Task directions: Switch "camera" to "phone" in the lines below and leave everything else as it is.

Records for this task:
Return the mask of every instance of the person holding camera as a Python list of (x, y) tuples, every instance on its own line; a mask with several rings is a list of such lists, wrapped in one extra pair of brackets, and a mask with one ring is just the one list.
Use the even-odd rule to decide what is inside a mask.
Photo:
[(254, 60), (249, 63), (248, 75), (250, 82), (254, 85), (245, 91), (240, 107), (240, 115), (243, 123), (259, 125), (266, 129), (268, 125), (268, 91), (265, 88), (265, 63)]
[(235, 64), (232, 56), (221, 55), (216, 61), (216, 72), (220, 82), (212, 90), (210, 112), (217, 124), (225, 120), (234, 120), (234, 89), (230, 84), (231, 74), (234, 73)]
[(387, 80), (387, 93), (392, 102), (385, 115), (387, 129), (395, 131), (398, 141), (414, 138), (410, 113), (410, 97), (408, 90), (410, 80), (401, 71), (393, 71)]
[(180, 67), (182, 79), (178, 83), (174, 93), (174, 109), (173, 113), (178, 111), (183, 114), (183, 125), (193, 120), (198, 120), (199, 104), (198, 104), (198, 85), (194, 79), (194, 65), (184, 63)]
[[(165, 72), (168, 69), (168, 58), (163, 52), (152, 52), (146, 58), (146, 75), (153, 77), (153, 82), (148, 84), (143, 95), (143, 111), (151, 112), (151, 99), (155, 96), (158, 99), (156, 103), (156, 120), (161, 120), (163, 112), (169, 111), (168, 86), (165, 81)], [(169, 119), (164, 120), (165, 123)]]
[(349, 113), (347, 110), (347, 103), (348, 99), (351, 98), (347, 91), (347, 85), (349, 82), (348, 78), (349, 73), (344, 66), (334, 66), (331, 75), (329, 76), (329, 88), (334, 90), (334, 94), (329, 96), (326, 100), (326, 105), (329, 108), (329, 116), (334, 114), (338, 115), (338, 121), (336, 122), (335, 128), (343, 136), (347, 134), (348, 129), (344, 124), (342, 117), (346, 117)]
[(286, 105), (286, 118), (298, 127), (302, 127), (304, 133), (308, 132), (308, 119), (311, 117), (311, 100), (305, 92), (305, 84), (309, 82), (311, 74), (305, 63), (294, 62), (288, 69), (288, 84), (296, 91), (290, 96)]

Finished task:
Return the mask of every instance of the person holding phone as a Python list of (x, y) tuples, every instance on its own line; a mask with several rings is a list of such lists, wrapped in one extra pair of brackets, and a mask with one ring is just the one list.
Use the even-odd rule to decide what is inside a mask.
Photo:
[(254, 60), (249, 63), (248, 75), (250, 82), (254, 85), (245, 91), (240, 107), (240, 115), (243, 123), (259, 125), (266, 129), (268, 125), (268, 91), (265, 88), (265, 63)]
[(235, 64), (232, 56), (221, 55), (216, 61), (216, 72), (220, 82), (212, 90), (210, 112), (217, 124), (225, 120), (234, 120), (234, 89), (230, 84), (231, 74), (234, 73)]
[(387, 80), (387, 93), (392, 102), (385, 115), (387, 129), (395, 131), (398, 141), (414, 138), (410, 113), (410, 97), (408, 90), (410, 80), (401, 71), (393, 71)]
[(180, 67), (182, 79), (178, 83), (174, 93), (174, 109), (173, 113), (178, 111), (183, 114), (183, 125), (193, 120), (198, 120), (199, 104), (198, 104), (198, 85), (194, 79), (194, 65), (184, 63)]
[[(165, 72), (168, 69), (168, 58), (163, 52), (152, 52), (146, 58), (146, 75), (153, 77), (153, 82), (148, 84), (143, 95), (143, 111), (151, 112), (151, 99), (155, 96), (158, 99), (156, 103), (156, 120), (161, 120), (163, 112), (169, 111), (168, 86), (165, 81)], [(169, 119), (164, 120), (165, 123)]]
[(349, 113), (347, 110), (347, 103), (348, 99), (351, 98), (347, 91), (347, 85), (349, 82), (348, 78), (349, 73), (344, 66), (334, 66), (331, 75), (329, 76), (329, 88), (334, 90), (334, 94), (329, 96), (326, 100), (326, 105), (329, 108), (329, 116), (334, 114), (338, 115), (338, 121), (336, 122), (335, 128), (343, 136), (347, 134), (348, 129), (344, 124), (342, 117), (346, 117)]
[(286, 105), (286, 118), (298, 127), (302, 127), (304, 133), (308, 132), (308, 119), (311, 117), (311, 100), (305, 92), (305, 84), (309, 82), (311, 74), (305, 63), (294, 62), (288, 69), (288, 84), (296, 91), (290, 96)]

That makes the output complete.